# Requests
1 - Reproduce everything in the Russell Elevado article from "Russell Elevado (born" down to "Elevado went independent.".
2 - Answer these questions from the Russell Elevado article:
(a) At which studio did Elevado work as a staff engineer from 1989 to 1991?
(b) For engineering which Al Green album did he receive a 2009 Grammy nomination?
(c) In which Grammy category did he win in 2020 for mixing Angelique Kidjo's "Celia" album?
3 - Continue the Russell Elevado article from its final sentence onward.

── Page excerpt ──

- Born: 1966 (age 59–60) Philippines
- Occupations: recording engineer, record producer

= Russell Elevado =

American audio engineer (born 1966)

Russell Elevado (born 1966) is a recording engineer and record producer based in New York City.

== Biography ==
Elevado was born in the Philippines in 1966. His family immigrated to the United States in 1972, and he grew up in New York City, where he studied at the Institute of Audio Research. Elevado's career started in 1986 when he started an internship at producer Arthur Baker's Shakedown Studios in New York City. Elevado worked at various studios as assistant engineer, eventually ending up at Quad Studios, where he worked as a staff engineer from 1989 to 1991. Upon leaving Quad Studios, Elevado went independent.

== Accolades ==
Elevado earned a Grammy Award in 2000 for his production work recording and mixing contemporary R&B recording artist D'Angelo's critically acclaimed album Voodoo. Voodoo is now considered a classic album in the contemporary R&B genre and paved the way for the neo soul movement. Elevado's "old school" engineering and production techniques and preference for using mostly vintage equipment gave the album a sound reminiscent of classic soul or funk records fused with hip-hop textures and psychedelic treatments heard on classic 1960s and 1970s rock records.

In 2009, he received a Grammy nomination for Best Engineered Album for engineering Al Green's Lay It Down.

In 2015, he won a Grammy for Best R&B Album on D'Angelo's Black Messiah, the long-awaited follow-up to Voodoo.

In 2020 Elevado won a Grammy in the Best World Music category for mixing Angelique Kidjo's "Celia" album. in the same year he also received a nomination as producer/engineer/mixer for the band Lettuce in the Best Jazz instrumental album category.

Elevado's shows his broad range of styles among artists when he received the Grammy award for Album of the year for Jon Batiste's album We Are in 2022, which also won numerous awards that year.

───
── Extracted data ──

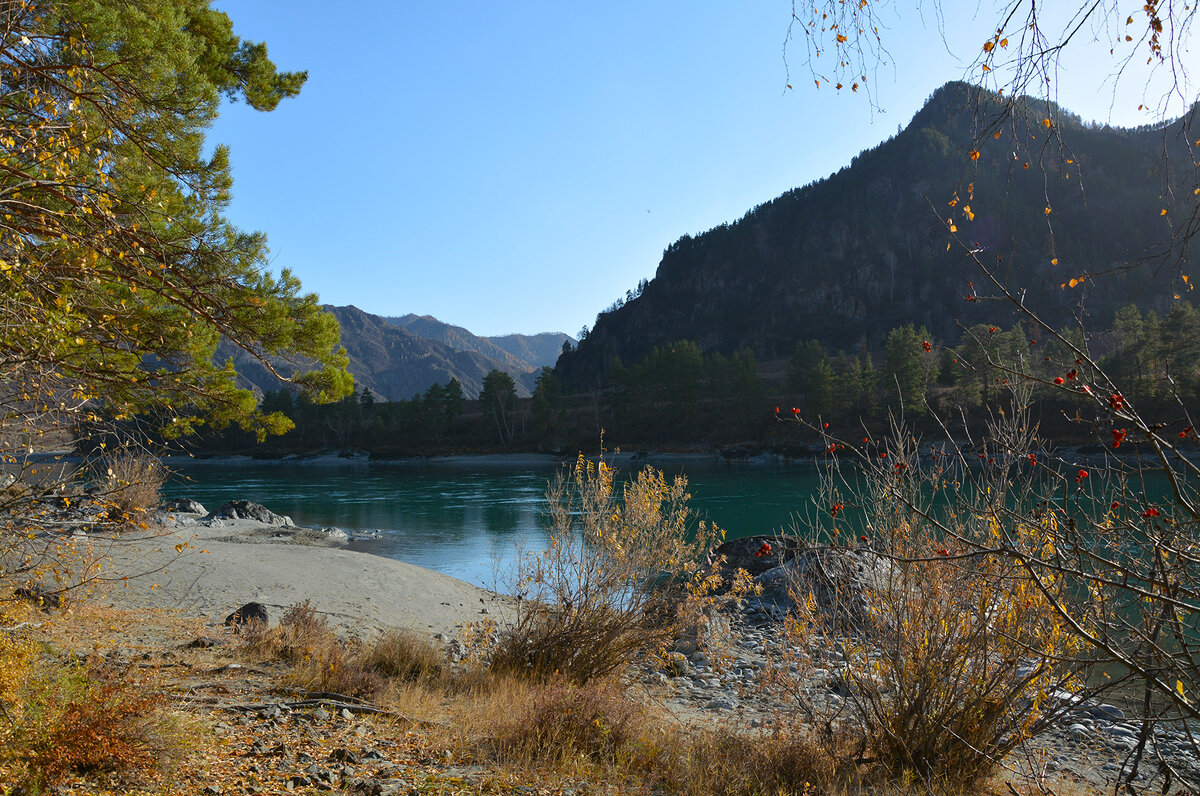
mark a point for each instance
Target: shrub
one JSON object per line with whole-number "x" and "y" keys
{"x": 731, "y": 762}
{"x": 402, "y": 654}
{"x": 557, "y": 719}
{"x": 321, "y": 660}
{"x": 131, "y": 485}
{"x": 78, "y": 719}
{"x": 615, "y": 580}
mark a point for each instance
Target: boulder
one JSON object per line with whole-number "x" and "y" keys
{"x": 843, "y": 582}
{"x": 250, "y": 510}
{"x": 755, "y": 555}
{"x": 184, "y": 506}
{"x": 249, "y": 612}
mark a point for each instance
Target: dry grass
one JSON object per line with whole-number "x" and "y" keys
{"x": 616, "y": 580}
{"x": 322, "y": 662}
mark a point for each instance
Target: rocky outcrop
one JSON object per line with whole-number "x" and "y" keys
{"x": 250, "y": 510}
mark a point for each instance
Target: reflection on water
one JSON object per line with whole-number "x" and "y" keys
{"x": 466, "y": 519}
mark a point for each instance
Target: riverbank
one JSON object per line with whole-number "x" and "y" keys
{"x": 207, "y": 570}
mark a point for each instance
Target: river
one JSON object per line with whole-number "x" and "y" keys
{"x": 468, "y": 518}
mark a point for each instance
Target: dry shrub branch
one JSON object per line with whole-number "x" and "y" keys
{"x": 948, "y": 654}
{"x": 617, "y": 579}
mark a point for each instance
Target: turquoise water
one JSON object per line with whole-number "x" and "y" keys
{"x": 469, "y": 519}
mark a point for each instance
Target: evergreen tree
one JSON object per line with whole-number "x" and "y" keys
{"x": 498, "y": 400}
{"x": 118, "y": 271}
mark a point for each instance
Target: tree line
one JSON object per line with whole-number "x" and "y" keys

───

# Task answers
1 -
Russell Elevado (born 1966) is a recording engineer and record producer based in New York City.

== Biography ==
Elevado was born in the Philippines in 1966. His family immigrated to the United States in 1972, and he grew up in New York City, where he studied at the Institute of Audio Research. Elevado's career started in 1986 when he started an internship at producer Arthur Baker's Shakedown Studios in New York City. Elevado worked at various studios as assistant engineer, eventually ending up at Quad Studios, where he worked as a staff engineer from 1989 to 1991. Upon leaving Quad Studios, Elevado went independent.

2 -
(a) Quad Studios
(b) Lay It Down
(c) Best World Music

3 -
From 2003 to 2006 Elevado produced, recorded and mixed 3 albums for the late jazz trumpet player Roy Hargrove. The band was called Roy Hargrove and the RH Factor which was a fusion of jazz, soul and funk. All of which were recorded and mixed all analog with minimal overdubs in a time when Elevado's contemporaries were embracing digital recording and mixing. These albums are a prime example of Elevado's sound, creativity and vision.

Elevado mixed a few songs for Bilal's controversially unreleased second album, Love for Sale.

His work with Questlove, the Roots and Common is also notable, pushing the limits of organic hip hop with creative mixing and production. He's worked with influential artists and producers of his era like Alicia Keys (Elevado mixed her hugely successful debut single “Fallin'”), Jay Z, Rick Rubin, Tony Visconti, Mark Ronson, Erykah Badu and J Dilla to name a few. His commitment to analog and organic method of creativity sets him apart. In previous interviews, Elevado states his dissatisfaction with the digital recording medium and the way it has changed the industry and the creative process of artists and production. Elevado does not use any plug-ins (digital effects and processing) and uses analog equipment exclusively for processing. His dedication to analog has defined his career attracting a wide range of artists from different genres.

==Selected discography==
Full albums
- Al Green - Lay It Down (engineered full album)
- Angélique Kidjo - ÕŸÖ
- Animal Collective - Isn't It Now?
- Blackalicious - Blazing Arrow
- Blackalicious - The Craft
- Corneille - The Birth of Cornelius
- D'Angelo - Brown Sugar (mixed 3 tracks)
- D'Angelo - Voodoo (engineered and mixed)
- D'Angelo - Black Messiah
- Dave Chappelle’s Block Party - Soundtrack w/ various artists
- Dornik- Dornik
- Goapele - Change It All
- iET - So Unreal
- Jay-Z Feat. The Roots - MTV Unplugged
- Kamasi Washington - Truth
- Karl Denson - The Bridge
- Keziah Jones - Black Orpheus
- Keziah Jones - Captain Rugged
- Mike Andersen - Echoes
- Nikka Costa - Everybody's Got Their Something
- Nikka Costa - Pebble to a Pearl
- Patrice - Nile
- Patrice - One
- The Roots - Game Theory (mixed selected tracks)
- Roy Hargrove presents The RH Factor - Hard Groove (Co-produced, engineered and mixed)
- Roy Hargrove presents The RH Factor - Strength EP (Co-produced, engineered and mixed)
- Roy Hargrove presents The RH Factor - Distractions (Co-produced, engineered and mixed)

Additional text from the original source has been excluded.